Repeat the records in full. No pictures belong in the copy.

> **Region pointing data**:
-- -- --
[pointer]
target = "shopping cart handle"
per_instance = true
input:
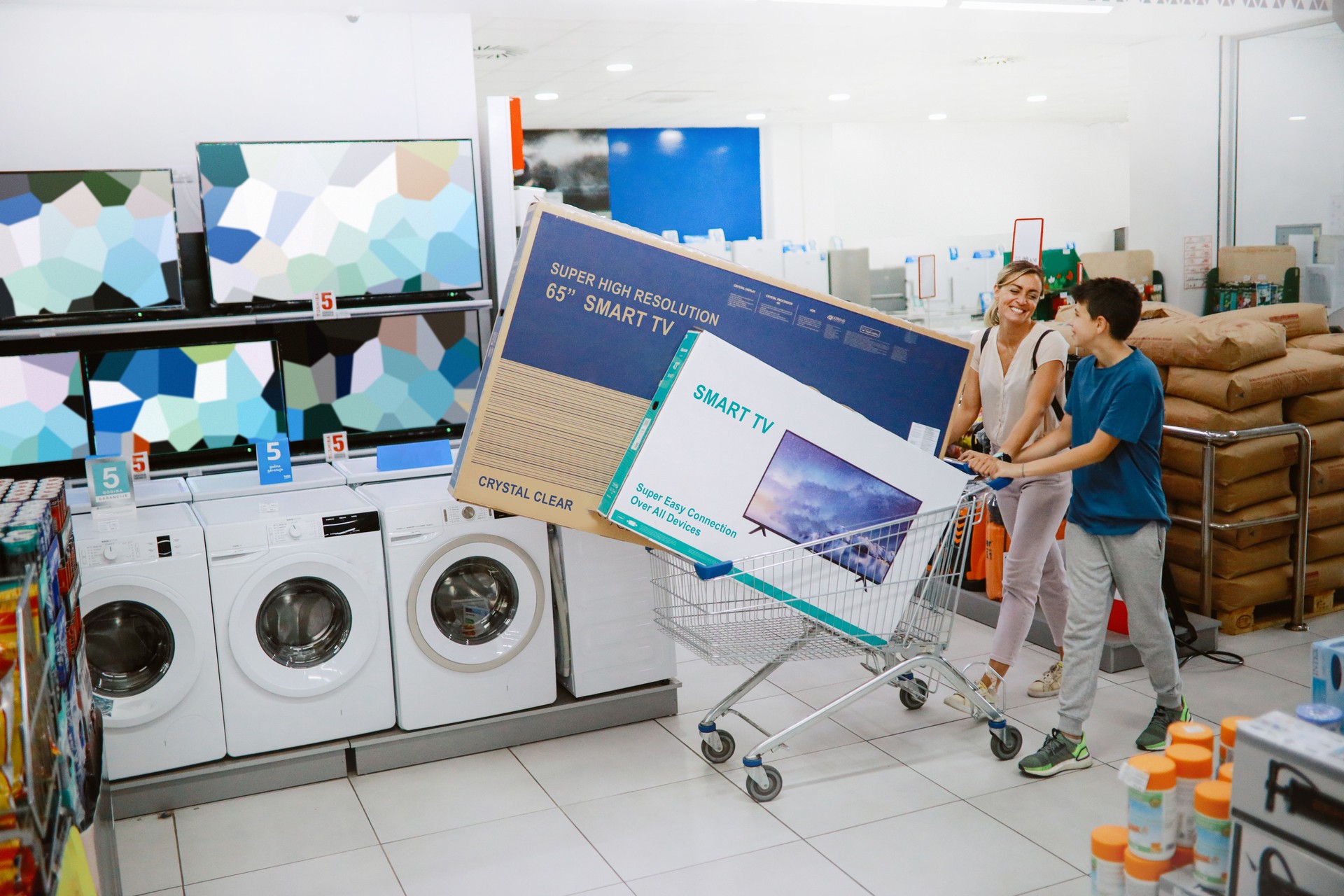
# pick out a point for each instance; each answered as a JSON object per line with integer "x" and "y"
{"x": 713, "y": 570}
{"x": 995, "y": 484}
-- -- --
> **Reply to the exercise**:
[pointer]
target = "shopping cart handle"
per_instance = true
input:
# pick out a point for each instance; each answered as a JSON object per line with integer "x" and "y"
{"x": 713, "y": 570}
{"x": 995, "y": 484}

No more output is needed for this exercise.